**Extracto del texto**
Bienvenidos al planeta Tierra: un lugar de cielos azules de nitrógeno,
océanos de agua líquida, bosques frescos y prados suaves, un mundo donde se
oye de forma evidente el murmullo de la vida. Este mundo es en la perspectiva
cósmica conmovedoramente bello y raro; pero además es de momento único, el
único mundo donde sabemos con certeza que la materia del Cosmos se ha hecho
viva y consciente... La Tierra es nuestro hogar, nuestra madre. Nuestra forma de
vida nació y evolucionó aquí. La especie humana está llegando aquí a su edad
adulta. Es sobre este mundo donde desarrollamos nuestra pasión por explorar el
Cosmos, y es aquí donde estamos elaborando nuestro destino, con cierto dolor.
Ha de haber muchos más mundos de este tipo esparcidos por el espacio, pero
nuestra búsqueda de ellos empieza aquí, con la sabiduría acumulada de nombres
y mujeres de nuestra especie, recogida con un gran coste durante un millón de
años. Tenemos el privilegio de vivir entre personas brillantes y
apasionadamente inquisitivas, y en una época en la que se premia generalmente
la búsqueda del conocimiento. Los seres humanos, nacidos en definitiva de las
estrellas y que de momento están habitando ahora un mundo llamado Tierra,
han iniciado el largo viaje de regreso" (Cosmos, extracto de pp. 4-14, 1980).

Extractos de conjuntos de datos etiquetados con recuadros

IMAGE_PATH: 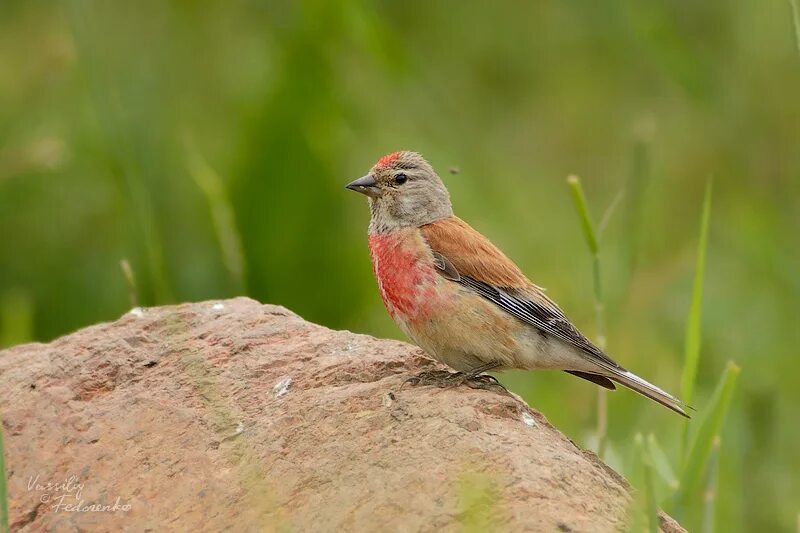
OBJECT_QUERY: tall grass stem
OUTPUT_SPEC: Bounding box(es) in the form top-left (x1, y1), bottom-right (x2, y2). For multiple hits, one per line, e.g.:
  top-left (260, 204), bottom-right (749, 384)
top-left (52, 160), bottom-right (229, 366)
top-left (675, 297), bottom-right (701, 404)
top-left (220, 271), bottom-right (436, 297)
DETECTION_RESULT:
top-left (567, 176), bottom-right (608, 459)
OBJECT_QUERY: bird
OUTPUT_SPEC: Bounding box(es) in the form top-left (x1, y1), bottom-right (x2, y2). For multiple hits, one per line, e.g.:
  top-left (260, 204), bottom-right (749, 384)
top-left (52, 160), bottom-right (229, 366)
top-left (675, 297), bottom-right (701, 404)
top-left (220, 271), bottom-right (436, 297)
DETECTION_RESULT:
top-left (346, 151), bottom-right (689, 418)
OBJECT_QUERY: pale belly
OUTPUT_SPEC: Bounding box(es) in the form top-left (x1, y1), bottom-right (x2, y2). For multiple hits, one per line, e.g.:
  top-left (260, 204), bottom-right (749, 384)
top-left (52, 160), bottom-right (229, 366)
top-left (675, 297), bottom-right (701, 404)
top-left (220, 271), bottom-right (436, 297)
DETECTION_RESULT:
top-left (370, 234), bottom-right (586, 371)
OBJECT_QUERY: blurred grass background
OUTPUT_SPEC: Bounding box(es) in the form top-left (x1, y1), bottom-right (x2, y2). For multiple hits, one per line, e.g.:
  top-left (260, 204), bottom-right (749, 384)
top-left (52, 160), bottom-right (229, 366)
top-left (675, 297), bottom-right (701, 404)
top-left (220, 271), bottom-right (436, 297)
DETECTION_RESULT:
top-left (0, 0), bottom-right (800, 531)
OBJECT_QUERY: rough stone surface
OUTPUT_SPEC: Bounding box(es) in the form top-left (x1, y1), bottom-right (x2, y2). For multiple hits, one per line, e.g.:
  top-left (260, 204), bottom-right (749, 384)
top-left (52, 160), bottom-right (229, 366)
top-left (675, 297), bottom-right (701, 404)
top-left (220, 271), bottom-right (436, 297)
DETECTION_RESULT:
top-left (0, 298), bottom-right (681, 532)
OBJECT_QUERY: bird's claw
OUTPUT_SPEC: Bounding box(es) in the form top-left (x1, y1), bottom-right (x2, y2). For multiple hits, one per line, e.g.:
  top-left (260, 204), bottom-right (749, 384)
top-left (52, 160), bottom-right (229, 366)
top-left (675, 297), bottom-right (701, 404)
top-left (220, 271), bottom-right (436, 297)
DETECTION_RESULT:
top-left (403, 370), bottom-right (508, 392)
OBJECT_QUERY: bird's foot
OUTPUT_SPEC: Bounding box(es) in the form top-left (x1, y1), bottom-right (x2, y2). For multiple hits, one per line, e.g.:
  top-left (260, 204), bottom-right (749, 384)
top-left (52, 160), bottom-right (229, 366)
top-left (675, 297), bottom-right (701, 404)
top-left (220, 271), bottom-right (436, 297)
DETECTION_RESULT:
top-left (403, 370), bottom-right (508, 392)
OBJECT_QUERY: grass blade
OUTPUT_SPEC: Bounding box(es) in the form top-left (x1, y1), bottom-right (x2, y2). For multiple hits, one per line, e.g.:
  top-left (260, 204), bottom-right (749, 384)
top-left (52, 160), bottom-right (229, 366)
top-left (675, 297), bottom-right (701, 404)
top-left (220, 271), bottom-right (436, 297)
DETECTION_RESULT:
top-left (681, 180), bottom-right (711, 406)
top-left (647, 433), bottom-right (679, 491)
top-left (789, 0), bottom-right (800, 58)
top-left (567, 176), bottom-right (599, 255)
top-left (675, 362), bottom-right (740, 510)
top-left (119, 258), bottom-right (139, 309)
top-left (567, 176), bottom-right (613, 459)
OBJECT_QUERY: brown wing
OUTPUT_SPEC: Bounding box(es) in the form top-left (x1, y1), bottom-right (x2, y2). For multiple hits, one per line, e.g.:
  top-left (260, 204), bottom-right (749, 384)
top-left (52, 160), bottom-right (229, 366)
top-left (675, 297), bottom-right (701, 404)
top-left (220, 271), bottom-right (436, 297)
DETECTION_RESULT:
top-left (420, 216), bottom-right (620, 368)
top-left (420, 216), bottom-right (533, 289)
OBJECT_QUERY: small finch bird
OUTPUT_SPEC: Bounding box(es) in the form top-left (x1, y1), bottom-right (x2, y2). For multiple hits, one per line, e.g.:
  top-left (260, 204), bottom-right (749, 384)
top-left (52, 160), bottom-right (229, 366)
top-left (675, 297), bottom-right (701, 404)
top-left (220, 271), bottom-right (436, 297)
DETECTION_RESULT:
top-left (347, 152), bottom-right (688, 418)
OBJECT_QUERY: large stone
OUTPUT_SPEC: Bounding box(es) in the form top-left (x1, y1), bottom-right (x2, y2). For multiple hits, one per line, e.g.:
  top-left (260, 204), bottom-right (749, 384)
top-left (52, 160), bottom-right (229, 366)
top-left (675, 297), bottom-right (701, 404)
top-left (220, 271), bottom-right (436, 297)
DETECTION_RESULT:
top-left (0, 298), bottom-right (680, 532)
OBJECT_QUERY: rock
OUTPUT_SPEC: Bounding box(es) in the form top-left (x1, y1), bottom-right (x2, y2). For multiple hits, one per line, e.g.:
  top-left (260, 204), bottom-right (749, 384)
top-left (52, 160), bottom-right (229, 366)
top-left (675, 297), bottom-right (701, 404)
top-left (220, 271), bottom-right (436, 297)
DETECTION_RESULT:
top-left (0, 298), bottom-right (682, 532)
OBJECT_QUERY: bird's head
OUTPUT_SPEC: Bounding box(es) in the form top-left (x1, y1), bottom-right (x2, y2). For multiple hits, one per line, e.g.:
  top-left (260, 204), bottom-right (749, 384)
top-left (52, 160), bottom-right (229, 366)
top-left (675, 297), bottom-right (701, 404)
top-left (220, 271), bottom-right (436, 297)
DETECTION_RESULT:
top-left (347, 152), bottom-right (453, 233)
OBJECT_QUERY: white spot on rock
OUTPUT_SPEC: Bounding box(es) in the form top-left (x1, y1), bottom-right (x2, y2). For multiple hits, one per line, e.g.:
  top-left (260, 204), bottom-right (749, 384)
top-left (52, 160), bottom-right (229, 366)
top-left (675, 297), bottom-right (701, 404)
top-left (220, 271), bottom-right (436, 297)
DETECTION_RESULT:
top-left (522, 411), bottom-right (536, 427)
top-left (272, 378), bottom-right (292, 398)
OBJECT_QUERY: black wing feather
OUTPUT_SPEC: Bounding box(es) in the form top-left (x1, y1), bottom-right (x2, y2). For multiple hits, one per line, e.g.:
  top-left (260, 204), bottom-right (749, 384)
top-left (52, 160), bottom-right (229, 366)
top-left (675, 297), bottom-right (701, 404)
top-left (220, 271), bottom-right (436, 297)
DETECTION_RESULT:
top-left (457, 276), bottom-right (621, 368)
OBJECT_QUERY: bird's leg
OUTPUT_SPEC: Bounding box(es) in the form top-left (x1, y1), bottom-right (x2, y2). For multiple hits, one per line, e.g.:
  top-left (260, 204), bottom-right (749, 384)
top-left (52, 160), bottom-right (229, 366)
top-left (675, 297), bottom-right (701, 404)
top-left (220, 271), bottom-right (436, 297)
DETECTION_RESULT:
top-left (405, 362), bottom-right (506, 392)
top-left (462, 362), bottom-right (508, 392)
...
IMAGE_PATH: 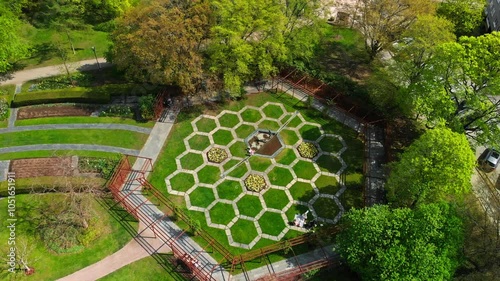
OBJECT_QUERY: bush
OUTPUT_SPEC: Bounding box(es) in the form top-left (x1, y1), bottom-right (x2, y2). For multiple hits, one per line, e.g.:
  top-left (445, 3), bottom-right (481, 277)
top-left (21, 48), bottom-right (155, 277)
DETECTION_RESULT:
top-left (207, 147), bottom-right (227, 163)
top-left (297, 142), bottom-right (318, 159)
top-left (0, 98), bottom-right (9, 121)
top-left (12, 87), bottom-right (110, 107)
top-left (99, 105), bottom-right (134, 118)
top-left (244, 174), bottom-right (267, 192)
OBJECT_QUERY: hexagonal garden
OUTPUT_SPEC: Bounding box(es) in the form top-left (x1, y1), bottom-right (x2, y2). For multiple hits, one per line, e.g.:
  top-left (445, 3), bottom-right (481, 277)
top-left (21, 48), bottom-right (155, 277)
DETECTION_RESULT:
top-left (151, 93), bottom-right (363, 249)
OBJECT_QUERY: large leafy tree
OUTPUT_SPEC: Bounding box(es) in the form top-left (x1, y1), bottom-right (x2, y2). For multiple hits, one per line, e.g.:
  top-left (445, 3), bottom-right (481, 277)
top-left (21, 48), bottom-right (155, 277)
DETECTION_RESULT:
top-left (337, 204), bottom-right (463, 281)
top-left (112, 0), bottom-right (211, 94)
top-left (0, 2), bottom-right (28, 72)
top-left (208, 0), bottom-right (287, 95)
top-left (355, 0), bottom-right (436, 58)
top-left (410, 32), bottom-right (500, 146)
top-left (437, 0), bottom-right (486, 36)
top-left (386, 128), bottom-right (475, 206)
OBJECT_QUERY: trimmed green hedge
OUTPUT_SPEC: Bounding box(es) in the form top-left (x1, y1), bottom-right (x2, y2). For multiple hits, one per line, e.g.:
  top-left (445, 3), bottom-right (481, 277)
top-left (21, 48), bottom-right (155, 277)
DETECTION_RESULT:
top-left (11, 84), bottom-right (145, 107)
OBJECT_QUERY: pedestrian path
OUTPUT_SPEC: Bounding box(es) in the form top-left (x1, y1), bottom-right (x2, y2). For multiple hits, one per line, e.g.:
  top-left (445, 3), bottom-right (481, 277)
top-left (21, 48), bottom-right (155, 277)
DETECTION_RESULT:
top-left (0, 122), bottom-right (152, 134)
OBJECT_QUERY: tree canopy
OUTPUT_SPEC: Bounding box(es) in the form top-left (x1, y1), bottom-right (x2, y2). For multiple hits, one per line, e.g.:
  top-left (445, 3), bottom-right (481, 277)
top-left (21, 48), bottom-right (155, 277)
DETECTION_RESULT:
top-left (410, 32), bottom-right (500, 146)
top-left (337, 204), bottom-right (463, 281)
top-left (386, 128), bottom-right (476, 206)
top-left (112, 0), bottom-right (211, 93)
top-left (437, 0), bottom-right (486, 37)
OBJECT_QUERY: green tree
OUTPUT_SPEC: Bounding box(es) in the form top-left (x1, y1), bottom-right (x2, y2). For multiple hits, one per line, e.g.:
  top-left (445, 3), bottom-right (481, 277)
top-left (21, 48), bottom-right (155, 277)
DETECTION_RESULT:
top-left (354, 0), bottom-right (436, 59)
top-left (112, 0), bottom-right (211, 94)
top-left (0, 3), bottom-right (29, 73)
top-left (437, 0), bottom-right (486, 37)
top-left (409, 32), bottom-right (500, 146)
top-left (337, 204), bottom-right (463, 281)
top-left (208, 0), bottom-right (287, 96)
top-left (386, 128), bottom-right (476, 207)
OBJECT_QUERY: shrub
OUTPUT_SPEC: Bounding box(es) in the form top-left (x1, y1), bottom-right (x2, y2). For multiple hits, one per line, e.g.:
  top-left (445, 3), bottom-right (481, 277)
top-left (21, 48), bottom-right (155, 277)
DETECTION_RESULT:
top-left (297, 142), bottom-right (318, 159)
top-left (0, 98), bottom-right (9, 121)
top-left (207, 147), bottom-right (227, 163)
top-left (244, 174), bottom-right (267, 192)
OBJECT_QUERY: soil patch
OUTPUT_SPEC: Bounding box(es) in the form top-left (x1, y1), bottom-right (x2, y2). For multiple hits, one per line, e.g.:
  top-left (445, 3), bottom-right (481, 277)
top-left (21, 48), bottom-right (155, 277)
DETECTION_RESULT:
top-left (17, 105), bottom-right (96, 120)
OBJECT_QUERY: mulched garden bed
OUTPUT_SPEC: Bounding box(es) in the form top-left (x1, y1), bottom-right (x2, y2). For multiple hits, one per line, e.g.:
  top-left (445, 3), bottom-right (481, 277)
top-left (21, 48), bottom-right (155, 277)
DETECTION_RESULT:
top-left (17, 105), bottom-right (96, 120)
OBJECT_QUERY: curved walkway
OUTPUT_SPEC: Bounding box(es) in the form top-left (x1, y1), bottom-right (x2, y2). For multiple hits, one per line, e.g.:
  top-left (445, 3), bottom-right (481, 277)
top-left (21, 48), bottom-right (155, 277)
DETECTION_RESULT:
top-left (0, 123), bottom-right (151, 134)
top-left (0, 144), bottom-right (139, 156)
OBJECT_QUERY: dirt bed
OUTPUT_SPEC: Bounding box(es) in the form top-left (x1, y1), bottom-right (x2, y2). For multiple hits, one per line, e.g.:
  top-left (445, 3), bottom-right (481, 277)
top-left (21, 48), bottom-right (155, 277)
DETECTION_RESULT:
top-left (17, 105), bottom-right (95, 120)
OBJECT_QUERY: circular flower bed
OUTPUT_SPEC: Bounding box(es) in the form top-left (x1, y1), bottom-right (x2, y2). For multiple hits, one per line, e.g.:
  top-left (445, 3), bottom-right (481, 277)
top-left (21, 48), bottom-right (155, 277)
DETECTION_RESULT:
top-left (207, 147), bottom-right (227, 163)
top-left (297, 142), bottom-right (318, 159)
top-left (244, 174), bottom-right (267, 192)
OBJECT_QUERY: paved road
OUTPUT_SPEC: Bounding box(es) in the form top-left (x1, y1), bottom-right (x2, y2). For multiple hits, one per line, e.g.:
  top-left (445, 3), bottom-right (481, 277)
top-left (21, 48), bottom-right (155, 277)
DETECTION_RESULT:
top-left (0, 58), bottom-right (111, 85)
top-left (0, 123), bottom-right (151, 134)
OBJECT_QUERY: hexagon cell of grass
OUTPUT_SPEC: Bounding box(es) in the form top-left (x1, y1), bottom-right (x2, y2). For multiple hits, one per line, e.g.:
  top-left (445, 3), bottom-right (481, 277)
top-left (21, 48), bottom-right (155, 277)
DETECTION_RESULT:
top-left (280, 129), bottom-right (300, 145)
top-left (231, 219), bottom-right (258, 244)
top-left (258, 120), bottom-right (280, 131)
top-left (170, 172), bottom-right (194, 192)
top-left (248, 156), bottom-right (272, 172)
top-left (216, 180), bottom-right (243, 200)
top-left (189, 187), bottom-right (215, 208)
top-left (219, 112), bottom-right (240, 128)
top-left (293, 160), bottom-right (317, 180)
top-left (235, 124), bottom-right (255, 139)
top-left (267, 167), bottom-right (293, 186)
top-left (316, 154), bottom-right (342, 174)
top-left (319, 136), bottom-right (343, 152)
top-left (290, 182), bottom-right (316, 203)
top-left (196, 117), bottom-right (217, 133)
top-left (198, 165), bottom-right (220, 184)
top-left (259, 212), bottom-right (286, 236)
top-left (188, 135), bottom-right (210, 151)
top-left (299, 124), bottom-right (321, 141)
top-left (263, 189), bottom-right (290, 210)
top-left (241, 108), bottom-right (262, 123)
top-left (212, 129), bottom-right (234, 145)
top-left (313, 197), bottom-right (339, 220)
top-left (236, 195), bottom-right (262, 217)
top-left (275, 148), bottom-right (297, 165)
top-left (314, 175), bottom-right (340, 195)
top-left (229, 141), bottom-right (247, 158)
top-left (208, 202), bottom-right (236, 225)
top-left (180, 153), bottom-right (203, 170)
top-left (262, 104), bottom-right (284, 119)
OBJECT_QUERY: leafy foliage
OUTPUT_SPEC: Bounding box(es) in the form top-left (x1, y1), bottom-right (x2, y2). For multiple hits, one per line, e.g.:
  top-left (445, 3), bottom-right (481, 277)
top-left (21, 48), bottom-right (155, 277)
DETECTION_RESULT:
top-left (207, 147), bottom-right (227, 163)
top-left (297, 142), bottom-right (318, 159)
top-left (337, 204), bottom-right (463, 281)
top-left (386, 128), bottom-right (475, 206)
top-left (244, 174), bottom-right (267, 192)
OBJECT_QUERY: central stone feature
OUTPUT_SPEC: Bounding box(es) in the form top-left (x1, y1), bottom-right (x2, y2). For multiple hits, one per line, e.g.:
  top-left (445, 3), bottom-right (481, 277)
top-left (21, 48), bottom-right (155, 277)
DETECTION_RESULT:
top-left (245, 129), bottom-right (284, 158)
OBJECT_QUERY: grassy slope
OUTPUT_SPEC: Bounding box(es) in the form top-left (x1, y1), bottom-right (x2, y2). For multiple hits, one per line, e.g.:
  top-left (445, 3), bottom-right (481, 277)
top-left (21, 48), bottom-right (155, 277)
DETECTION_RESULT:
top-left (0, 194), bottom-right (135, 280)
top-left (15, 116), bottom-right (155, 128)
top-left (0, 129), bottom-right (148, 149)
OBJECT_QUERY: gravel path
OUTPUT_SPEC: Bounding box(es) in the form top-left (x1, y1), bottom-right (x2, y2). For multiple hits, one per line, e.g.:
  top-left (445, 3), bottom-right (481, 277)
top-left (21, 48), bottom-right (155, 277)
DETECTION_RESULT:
...
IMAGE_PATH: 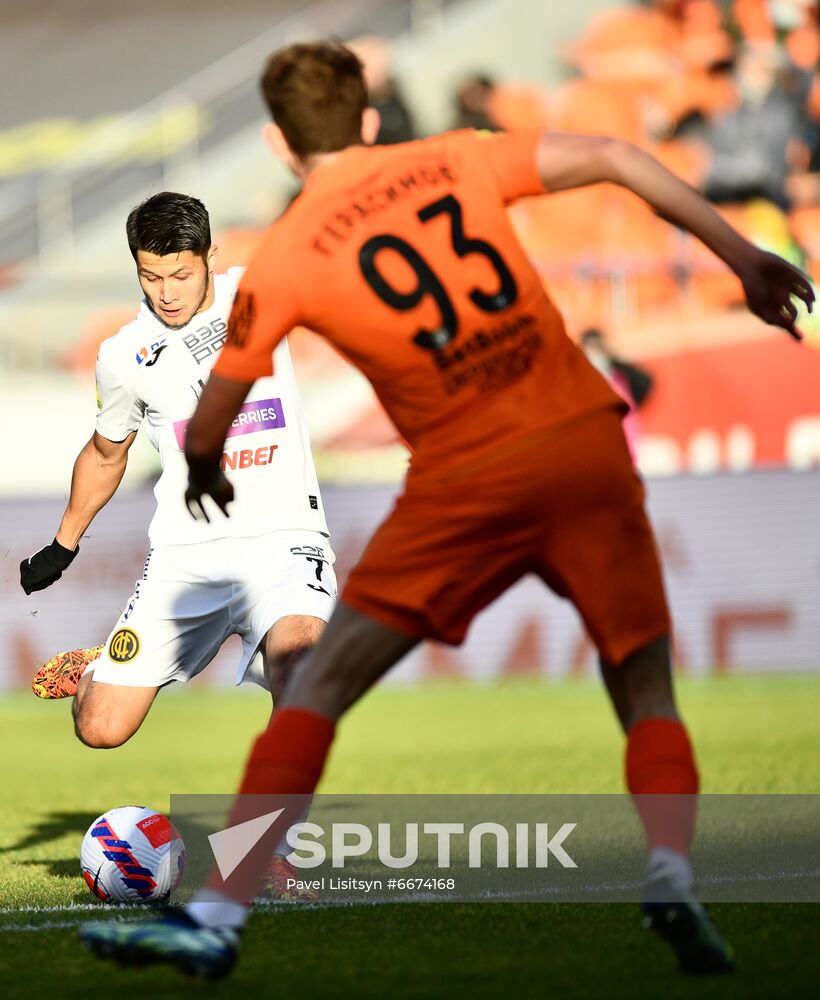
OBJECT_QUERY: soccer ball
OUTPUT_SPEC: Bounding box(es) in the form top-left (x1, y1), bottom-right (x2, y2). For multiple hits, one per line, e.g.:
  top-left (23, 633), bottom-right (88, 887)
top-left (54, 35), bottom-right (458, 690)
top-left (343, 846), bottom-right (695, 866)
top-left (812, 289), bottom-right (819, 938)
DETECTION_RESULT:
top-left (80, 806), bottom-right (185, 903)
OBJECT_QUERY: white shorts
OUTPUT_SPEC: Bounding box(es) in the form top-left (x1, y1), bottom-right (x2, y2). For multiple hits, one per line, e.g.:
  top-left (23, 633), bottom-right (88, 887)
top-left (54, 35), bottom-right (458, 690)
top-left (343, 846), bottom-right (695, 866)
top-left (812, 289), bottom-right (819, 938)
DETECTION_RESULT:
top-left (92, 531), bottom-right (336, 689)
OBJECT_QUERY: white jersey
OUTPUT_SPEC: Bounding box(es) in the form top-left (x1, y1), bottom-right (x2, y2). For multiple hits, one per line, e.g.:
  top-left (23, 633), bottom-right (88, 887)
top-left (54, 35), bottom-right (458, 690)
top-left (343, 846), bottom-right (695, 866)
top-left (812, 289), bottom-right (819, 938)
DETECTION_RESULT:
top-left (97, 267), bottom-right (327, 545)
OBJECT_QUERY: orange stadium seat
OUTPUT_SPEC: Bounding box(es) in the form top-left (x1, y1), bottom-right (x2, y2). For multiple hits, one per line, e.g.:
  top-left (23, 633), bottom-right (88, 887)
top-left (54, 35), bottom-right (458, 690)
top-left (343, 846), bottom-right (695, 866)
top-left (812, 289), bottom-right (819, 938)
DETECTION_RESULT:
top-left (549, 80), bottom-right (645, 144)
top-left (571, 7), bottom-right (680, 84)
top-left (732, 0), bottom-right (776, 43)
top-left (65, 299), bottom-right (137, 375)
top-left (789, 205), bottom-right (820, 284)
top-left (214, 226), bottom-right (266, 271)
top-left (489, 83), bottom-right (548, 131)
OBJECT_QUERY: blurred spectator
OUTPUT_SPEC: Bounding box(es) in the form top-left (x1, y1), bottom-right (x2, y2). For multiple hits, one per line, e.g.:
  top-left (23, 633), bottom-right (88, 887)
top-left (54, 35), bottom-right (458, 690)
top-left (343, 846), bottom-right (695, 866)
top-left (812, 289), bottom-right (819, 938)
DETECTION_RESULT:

**Problema planteado A**
En el texto sobre la Tierra, ¿durante cuánto tiempo se ha recogido la sabiduría acumulada de nuestra especie?
**Problema planteado B**
Por favor, continúa el texto sobre la Tierra después de su última frase.

**Respuesta del ejercicio A**
Durante un millón de años.

**Respuesta del ejercicio B**
Pese a las evidentes diferencias de amplitud y precisión, late en ambos textos


una misma cosmovisión, que delata, incluso en los nombres asignados a los planetas y a
los elementos, una misma tradición cultural racionalista y naturalista. Esta tradición
cultural, mal llamada ya occidental, ha terminado por imponer su superioridad crítica,
sus métodos de investigación y su cosmovisión más coherente al resto de las culturas,
que no han podido soportar su contacto sin sufrir profundas transformaciones. No ha
sido un proceso lineal ni sencillo. Todo lo contrario. La historia de la razón ha sido un
lento proceso de criba selectiva y anamórfosis, en el que han chocado y se han destruido
culturas enteras. Nada ha sido estéril o baldío. La actual reorganización de nuestro saber
conserva aún las huellas filogenéticas, las reliquias y los relatos de todo lo que ha sido
superado: el metabolismo celular, el cerebro reptíliano agresivo, los sentimientos
cálidos de los mamíferos, los mitos, las prácticas mágicas, las religiones, los
instrumentos de sílex, las obras de arte.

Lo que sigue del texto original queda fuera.